◆ RECORDS SHOWN ◆

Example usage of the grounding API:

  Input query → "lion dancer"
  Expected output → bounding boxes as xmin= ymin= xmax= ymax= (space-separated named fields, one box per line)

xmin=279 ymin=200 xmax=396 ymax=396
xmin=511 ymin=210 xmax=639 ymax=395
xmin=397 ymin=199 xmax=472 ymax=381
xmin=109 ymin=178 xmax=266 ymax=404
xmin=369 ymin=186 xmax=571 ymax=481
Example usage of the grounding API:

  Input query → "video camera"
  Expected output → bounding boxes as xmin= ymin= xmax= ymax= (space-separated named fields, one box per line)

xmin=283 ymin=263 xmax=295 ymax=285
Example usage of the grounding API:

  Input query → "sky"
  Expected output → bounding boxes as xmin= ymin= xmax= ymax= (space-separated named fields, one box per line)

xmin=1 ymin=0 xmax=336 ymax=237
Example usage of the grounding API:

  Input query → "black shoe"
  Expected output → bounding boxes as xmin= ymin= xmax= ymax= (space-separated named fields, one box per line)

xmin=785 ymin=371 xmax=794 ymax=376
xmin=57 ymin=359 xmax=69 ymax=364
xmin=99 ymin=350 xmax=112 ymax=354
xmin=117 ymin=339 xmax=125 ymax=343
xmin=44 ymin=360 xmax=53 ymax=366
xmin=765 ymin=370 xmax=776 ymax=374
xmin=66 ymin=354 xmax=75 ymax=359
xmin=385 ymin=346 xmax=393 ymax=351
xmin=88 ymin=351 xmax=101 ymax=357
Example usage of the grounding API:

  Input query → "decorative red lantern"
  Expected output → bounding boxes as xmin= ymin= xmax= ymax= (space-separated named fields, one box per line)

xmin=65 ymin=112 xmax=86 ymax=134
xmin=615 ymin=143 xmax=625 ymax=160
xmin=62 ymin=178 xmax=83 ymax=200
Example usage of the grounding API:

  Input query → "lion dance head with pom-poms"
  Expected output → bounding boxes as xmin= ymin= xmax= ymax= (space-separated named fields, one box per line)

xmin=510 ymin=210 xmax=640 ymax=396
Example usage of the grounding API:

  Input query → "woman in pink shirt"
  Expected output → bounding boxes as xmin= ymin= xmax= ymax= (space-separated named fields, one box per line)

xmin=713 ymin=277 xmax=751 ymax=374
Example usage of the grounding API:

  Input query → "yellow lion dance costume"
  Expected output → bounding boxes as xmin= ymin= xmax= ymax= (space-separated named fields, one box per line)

◆ ACTIVITY ◆
Return all the data exactly as given.

◆ REPLY ◆
Example usage of the grounding API:

  Input query → "lion dancer"
  Expected output → bounding boxes as xmin= ymin= xmax= ymax= (space-separated named fields, one box per line)

xmin=279 ymin=200 xmax=396 ymax=396
xmin=511 ymin=210 xmax=639 ymax=395
xmin=397 ymin=199 xmax=472 ymax=381
xmin=109 ymin=178 xmax=266 ymax=404
xmin=369 ymin=186 xmax=571 ymax=481
Example usage of the grounding API:

  Input query → "video camera"
  Expected output → bounding boxes as xmin= ymin= xmax= ymax= (space-separated named fields, one box per line)

xmin=283 ymin=263 xmax=295 ymax=285
Example usage of the grounding API:

  Input query → "sky"
  Expected output → bounding boxes as xmin= ymin= xmax= ymax= (space-separated named fields, one box per line)

xmin=1 ymin=0 xmax=336 ymax=237
Example usage of the grounding API:

  Input query → "black shoe"
  Expected output → bounding boxes as xmin= ymin= xmax= ymax= (space-separated named fields, one box per line)

xmin=785 ymin=371 xmax=794 ymax=376
xmin=57 ymin=359 xmax=69 ymax=364
xmin=99 ymin=350 xmax=112 ymax=354
xmin=117 ymin=339 xmax=125 ymax=343
xmin=44 ymin=360 xmax=53 ymax=366
xmin=765 ymin=370 xmax=776 ymax=374
xmin=66 ymin=354 xmax=75 ymax=359
xmin=385 ymin=346 xmax=393 ymax=351
xmin=88 ymin=351 xmax=101 ymax=357
Example usage of the grounding API:

  Input query → "decorative red lantern"
  Expected output → bounding boxes as xmin= ymin= xmax= ymax= (space-separated named fields, one box per line)

xmin=65 ymin=112 xmax=86 ymax=134
xmin=615 ymin=143 xmax=625 ymax=160
xmin=62 ymin=178 xmax=83 ymax=200
Example usage of the grounding API:

  Input query → "lion dance head with pom-poms"
  Expected output → bounding boxes as xmin= ymin= xmax= ymax= (space-separated named fields, one box per line)

xmin=510 ymin=210 xmax=640 ymax=396
Example usage of the grounding API:

  Input query → "woman in pink shirt"
  Expected output → bounding boxes as xmin= ymin= xmax= ymax= (space-separated named fields, one box per line)

xmin=713 ymin=277 xmax=751 ymax=374
Example usage of the grounding API:

  Input query → "yellow lion dance costume"
  Expected output → bounding boxes as xmin= ymin= xmax= ymax= (space-separated named fields, one box per line)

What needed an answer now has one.